→ WHAT THE EXERCISE ASKS: Could you write out the data that follows, exactly and in full?

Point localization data
──────────
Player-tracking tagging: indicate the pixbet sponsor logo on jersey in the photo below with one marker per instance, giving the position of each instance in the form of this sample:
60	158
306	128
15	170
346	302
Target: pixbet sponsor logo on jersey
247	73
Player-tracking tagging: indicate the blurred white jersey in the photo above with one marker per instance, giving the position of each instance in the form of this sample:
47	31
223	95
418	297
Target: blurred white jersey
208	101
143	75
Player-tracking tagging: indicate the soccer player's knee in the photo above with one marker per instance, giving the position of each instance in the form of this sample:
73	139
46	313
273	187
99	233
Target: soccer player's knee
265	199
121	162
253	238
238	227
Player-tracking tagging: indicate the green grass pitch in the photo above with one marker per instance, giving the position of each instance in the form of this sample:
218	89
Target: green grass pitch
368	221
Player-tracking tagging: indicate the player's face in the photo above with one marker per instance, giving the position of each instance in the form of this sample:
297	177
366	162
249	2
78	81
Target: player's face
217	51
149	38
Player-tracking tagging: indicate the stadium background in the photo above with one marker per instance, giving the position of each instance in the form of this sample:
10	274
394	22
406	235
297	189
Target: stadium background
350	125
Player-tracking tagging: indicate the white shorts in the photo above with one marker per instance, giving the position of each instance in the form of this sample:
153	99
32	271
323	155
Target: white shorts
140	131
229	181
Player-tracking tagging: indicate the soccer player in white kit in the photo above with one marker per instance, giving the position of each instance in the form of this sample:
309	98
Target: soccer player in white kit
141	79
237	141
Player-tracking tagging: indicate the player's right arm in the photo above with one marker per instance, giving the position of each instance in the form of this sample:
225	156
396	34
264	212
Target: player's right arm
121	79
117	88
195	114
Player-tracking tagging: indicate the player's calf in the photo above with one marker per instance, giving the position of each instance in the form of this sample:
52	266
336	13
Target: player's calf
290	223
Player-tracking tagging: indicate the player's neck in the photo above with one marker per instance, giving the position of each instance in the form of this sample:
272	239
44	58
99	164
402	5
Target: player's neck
──────────
→ RESPONSE TO THIS TASK:
Player-tracking tagging: indicate the pixbet sponsor logo on jersey in the photo below with one marker per instance, giving the position of each instance in the form of this sample:
60	158
306	128
15	170
346	302
Target: pixbet sponsor logo on jersey
247	73
Player-tracking tagging: indicate the blurred white jersey in the photo above with one marker per instance, giving the position of each instance in the form of this sample:
47	31
223	95
418	297
Target: blurred white jersey
208	101
143	75
Player-tracking tagging: indicate the soccer player's knee in the photo above with one marker per instance, giving the position of each instance in the form of this sample:
73	139
46	313
273	187
99	233
Target: soccer player's knee
265	199
121	162
253	238
238	227
Player-tracking tagging: indicate the green grass pitch in the photo above with one marker per instance, giving the position of each instance in the form of this sample:
218	89
Target: green grass pitch
368	221
Player-tracking tagging: indicate the player's face in the photo above with one marker per instance, giving the position of each instance in the form of this sample:
297	177
366	162
249	2
78	81
Target: player's face
217	51
149	38
Player-tracking tagging: indicate the stadium background in the photo above with one marker per instance, giving the position of each instance in the form of this sample:
10	274
394	22
406	235
297	189
Target: stadium background
350	125
Player-tracking tagging: indicate the white shorts in the photo above with one marker per instance, giving the position of each instance in the form of this sample:
153	99
32	271
323	155
Target: white shorts
140	131
229	181
Player-tracking tagging: indicate the soccer player in white kit in the photo above with one marker per instance, giving the position of each instance in the form of this sample:
309	98
Target: soccer player in white kit
141	79
237	141
Player-tracking tagging: indicate the player's right arm in the photo above with one marker per instance, giving the position of each instance in the form of this sample:
225	156
396	34
264	212
Target: player's right arm
121	79
117	88
195	114
Player-tracking tagging: indicate the player's calf in the photo above with one marker per instance, giving the position of each instance in the form of this sample:
52	266
336	13
Target: player's calf
290	223
Player-tracking tagging: indicate the player's neck in the photo above with one marker per instance, giving the position of each instance in the form of this sample:
272	239
44	58
99	164
402	5
Target: player's neck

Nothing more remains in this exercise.